#### [Text excerpt]
'''
However: will they be better data scientists as a result?

In fact, if you produce a rabbit from a hat, your audience has not been educated at all, they have been entertained. Worse case they have been un-educated, since the success of the rabbit trick involves misdirection of attention away from the essentials.

My position is that when teaching the first steps in data science, it is important not to simplify out the essentials. Here, two points are key:

First, students must learn to judge the worth of algorithms in terms of the real-world applications that they enable. With this I do not mean to say that all science must be applied science. Rather, the point is that data science does not exist in a vacuum. Instead, the data originally came from somewhere. It is connected to something that happened in the real-world. Ultimately, the analysis of the data scientist must be relevant to that "somewhere", be it a physical phenomenon or a group of people.

Second, students must learn the limitations of the algorithms. Understanding an algorithm means also understanding what it cannot be used for, where it necessarily breaks down.

At a magic show, it would be ridiculous if a magician announced that his magic trick is oriented towards the real-world application of creating a rabbit for rabbit soup. And no magician would display alternative hats from which no rabbit could possibly be pulled. And yet, as data science teachers, this is precisely what we need to do. It is essential that our students know exactly what an algorithm is attempting to accomplish, and the conditions that cause failure.
'''
#### [Exercise data]
'''
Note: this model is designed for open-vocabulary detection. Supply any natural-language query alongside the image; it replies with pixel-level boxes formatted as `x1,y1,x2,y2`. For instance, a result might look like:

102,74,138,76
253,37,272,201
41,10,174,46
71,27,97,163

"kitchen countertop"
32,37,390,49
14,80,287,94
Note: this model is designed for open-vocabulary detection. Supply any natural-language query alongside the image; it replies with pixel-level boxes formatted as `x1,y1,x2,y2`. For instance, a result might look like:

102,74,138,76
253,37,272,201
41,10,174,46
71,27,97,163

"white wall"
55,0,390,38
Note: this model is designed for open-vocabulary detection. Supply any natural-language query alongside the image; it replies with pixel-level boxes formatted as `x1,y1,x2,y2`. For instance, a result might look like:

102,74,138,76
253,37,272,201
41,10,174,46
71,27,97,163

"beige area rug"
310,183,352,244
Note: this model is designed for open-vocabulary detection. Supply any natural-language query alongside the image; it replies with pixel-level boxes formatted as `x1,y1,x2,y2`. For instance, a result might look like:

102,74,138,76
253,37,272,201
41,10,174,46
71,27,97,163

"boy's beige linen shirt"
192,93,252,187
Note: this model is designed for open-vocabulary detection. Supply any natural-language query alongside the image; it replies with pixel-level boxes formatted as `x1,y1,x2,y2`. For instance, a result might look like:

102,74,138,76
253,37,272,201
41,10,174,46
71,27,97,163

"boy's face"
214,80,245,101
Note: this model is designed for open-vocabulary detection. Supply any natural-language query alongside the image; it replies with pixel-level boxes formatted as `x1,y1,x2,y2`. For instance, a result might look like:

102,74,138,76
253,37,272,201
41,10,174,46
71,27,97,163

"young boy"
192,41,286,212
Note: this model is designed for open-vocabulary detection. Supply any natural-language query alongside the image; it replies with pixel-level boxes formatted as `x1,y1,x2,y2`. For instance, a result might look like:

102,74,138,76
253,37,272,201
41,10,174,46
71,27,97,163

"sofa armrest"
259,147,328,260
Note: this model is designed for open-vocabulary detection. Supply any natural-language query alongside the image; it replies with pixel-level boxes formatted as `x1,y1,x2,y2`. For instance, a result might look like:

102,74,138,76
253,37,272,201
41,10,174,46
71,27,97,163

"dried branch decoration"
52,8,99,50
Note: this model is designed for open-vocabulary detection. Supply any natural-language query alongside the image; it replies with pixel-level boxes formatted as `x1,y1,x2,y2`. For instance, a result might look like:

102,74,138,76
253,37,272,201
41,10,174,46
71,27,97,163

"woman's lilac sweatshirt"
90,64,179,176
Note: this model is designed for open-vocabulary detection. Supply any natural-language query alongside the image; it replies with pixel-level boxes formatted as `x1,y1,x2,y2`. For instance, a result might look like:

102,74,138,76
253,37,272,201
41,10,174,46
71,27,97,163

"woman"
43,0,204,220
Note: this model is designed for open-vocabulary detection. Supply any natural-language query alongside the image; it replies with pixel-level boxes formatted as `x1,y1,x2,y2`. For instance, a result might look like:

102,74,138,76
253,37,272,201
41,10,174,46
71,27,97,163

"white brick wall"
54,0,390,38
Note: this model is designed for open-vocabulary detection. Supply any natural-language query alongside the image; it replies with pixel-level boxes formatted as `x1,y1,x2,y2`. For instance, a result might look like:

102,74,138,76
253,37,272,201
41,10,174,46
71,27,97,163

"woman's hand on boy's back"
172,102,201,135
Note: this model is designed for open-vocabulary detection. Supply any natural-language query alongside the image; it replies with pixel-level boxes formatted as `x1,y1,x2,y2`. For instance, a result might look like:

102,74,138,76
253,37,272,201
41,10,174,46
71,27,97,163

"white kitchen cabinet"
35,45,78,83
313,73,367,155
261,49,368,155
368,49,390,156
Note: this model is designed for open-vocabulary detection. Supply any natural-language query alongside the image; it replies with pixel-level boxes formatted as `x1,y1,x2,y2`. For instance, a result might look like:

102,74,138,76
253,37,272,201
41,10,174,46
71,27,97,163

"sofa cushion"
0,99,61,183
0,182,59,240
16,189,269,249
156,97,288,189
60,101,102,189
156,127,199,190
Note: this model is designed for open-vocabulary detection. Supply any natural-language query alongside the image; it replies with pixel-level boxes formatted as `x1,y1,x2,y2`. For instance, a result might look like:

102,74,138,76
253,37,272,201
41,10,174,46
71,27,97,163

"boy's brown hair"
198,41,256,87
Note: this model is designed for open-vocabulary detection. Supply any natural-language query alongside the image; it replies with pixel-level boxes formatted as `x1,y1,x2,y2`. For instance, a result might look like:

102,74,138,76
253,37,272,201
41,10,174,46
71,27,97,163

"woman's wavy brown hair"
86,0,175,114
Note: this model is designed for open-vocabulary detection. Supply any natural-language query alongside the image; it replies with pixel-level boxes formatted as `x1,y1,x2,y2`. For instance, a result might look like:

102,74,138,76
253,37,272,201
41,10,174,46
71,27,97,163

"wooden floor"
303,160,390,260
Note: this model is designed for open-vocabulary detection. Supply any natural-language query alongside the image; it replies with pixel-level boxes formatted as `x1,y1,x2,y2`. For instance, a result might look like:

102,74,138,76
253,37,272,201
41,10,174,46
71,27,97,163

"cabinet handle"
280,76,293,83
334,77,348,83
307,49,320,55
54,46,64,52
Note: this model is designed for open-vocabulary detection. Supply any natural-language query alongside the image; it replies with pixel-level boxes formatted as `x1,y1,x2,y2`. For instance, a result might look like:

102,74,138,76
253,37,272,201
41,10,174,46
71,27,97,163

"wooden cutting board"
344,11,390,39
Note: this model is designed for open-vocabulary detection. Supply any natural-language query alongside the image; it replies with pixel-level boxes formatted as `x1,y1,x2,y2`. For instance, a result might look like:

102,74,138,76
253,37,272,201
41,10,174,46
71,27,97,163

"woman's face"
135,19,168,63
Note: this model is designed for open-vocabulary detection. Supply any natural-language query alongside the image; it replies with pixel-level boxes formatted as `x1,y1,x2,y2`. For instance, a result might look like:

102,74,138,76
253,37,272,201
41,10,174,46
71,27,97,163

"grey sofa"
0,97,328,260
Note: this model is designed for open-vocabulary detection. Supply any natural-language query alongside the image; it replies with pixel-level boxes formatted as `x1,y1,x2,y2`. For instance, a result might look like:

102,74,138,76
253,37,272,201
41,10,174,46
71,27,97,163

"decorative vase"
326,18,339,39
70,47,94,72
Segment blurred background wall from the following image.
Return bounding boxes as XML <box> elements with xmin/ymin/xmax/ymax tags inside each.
'''
#### [Task list]
1. Retype the excerpt on teaching data science from "My position is" up to and including "necessarily breaks down.".
2. In the excerpt on teaching data science, condense the paragraph beginning "First, students must learn to judge" into two or three sentences that keep its main points.

#### [Solved tasks]
1.
My position is that when teaching the first steps in data science, it is important not to simplify out the essentials. Here, two points are key:

First, students must learn to judge the worth of algorithms in terms of the real-world applications that they enable. With this I do not mean to say that all science must be applied science. Rather, the point is that data science does not exist in a vacuum. Instead, the data originally came from somewhere. It is connected to something that happened in the real-world. Ultimately, the analysis of the data scientist must be relevant to that "somewhere", be it a physical phenomenon or a group of people.

Second, students must learn the limitations of the algorithms. Understanding an algorithm means also understanding what it cannot be used for, where it necessarily breaks down.

2. Students must judge algorithms by the real-world applications they enable. This doesn't mean all science must be applied, but data science doesn't exist in a vacuum: data comes from somewhere connected to real events. The data scientist's analysis must ultimately be relevant to that source, whether a physical phenomenon or a group of people.